(An excerpt from a dataset)
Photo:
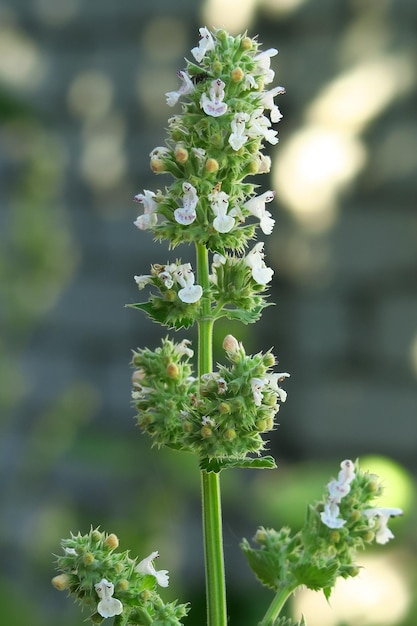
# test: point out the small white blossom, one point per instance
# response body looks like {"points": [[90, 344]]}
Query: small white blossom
{"points": [[147, 567], [149, 217], [330, 515], [223, 223], [257, 385], [213, 104], [108, 606], [264, 163], [186, 214], [189, 292], [238, 138], [205, 44], [186, 87], [256, 207], [383, 533], [259, 125], [142, 280], [263, 64], [267, 100], [254, 259], [166, 278], [274, 379]]}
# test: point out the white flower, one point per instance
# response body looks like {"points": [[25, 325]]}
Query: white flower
{"points": [[264, 163], [259, 125], [186, 87], [146, 567], [205, 44], [166, 278], [257, 385], [186, 214], [256, 207], [108, 606], [189, 293], [223, 223], [383, 533], [254, 259], [274, 379], [238, 137], [149, 217], [142, 280], [330, 515], [267, 100], [263, 64], [213, 104]]}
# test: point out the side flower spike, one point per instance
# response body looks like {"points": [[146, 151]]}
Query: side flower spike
{"points": [[107, 606], [149, 217], [238, 137], [255, 260], [223, 223], [213, 104], [205, 44], [189, 292], [186, 214], [381, 517], [146, 566]]}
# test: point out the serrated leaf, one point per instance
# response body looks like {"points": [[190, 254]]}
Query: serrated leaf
{"points": [[317, 577], [216, 465], [164, 314], [265, 565]]}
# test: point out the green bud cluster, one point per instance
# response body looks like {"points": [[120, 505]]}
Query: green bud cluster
{"points": [[318, 554], [90, 558], [224, 414]]}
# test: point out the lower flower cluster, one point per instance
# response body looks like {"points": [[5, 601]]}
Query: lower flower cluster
{"points": [[334, 530], [223, 414], [112, 584]]}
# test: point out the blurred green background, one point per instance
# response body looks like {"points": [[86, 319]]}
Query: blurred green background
{"points": [[82, 103]]}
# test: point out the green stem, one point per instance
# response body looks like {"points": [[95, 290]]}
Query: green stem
{"points": [[276, 605], [210, 482]]}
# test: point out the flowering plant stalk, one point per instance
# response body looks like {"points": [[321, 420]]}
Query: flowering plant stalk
{"points": [[219, 414]]}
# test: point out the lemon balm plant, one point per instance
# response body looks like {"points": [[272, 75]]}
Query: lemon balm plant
{"points": [[226, 113]]}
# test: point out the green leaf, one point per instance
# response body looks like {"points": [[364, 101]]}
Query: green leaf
{"points": [[265, 565], [166, 313], [216, 465], [316, 576]]}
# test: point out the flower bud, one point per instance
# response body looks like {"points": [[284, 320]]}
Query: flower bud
{"points": [[237, 74], [181, 154], [269, 359], [61, 582], [206, 431], [112, 541], [230, 344], [230, 434], [96, 535], [172, 371], [212, 166], [88, 558], [158, 166], [246, 43]]}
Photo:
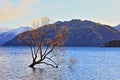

Work required :: Copy all of the entries above line for line, with nothing altered. Leave the pictures out of your copy.

Problem solution ::
Photo:
# test: point out the small white blossom, one point per instance
# response body looks like {"points": [[90, 344]]}
Query: small white blossom
{"points": [[147, 567], [149, 217], [330, 515], [223, 223], [257, 385], [213, 104], [108, 606], [264, 163], [186, 214], [189, 292], [238, 138], [205, 44], [186, 87], [256, 207], [383, 533], [259, 125], [142, 280], [263, 64], [267, 100], [254, 259], [166, 278], [274, 379]]}
# test: point out the white flower, one point per instance
# response body looks like {"points": [[25, 325]]}
Query: white flower
{"points": [[264, 163], [259, 125], [186, 87], [146, 567], [205, 44], [166, 278], [257, 385], [186, 214], [256, 207], [108, 606], [189, 293], [223, 223], [383, 533], [254, 259], [274, 379], [238, 137], [149, 217], [142, 280], [330, 515], [267, 100], [263, 64], [213, 104]]}
# test: point out the side flower spike, one point per instance
# response body looks like {"points": [[146, 151]]}
Query: side flower spike
{"points": [[107, 606], [149, 217], [238, 137], [255, 260], [223, 223], [213, 104], [205, 44], [189, 292], [186, 214], [381, 517], [146, 566]]}
# test: point out the serrated leaf, one point per instance
# response body looks like {"points": [[190, 254]]}
Query: serrated leaf
{"points": [[317, 577], [216, 465], [164, 314], [265, 565]]}
# test: point out the green bud cluster, one point per instance
# response body looks like {"points": [[120, 505]]}
Query: green bud cluster
{"points": [[318, 554], [90, 558], [224, 414]]}
# test: point out the lower flower cluster, one point per instance
# response body looks like {"points": [[5, 601]]}
Query: lower flower cluster
{"points": [[334, 530], [223, 414], [112, 584]]}
# test: point out the blurred green background, one point per instance
# response body looks like {"points": [[86, 319]]}
Query: blurred green background
{"points": [[82, 103]]}
# test: point out the green stem, one point per instance
# response body looks like {"points": [[95, 290]]}
Query: green stem
{"points": [[276, 605], [210, 482]]}
# test: point out the flowering plant stalk, one point per instance
# response body looks like {"points": [[321, 420]]}
Query: flowering plant stalk
{"points": [[219, 414]]}
# test: point out the lemon balm plant, one point per instance
# response body looks like {"points": [[272, 75]]}
Query: lemon balm plant
{"points": [[226, 113]]}
# test: point out the green leaf, one point per instance
# response body looks like {"points": [[364, 101]]}
Query: green leaf
{"points": [[265, 565], [166, 313], [216, 465], [316, 576]]}
# test: point out the flower bud, one point per instance
# response body looks like {"points": [[284, 320]]}
Query: flower bud
{"points": [[237, 74], [181, 154], [269, 359], [61, 582], [206, 431], [112, 541], [230, 344], [230, 434], [96, 535], [172, 371], [212, 166], [88, 558], [158, 166], [246, 43]]}
Photo:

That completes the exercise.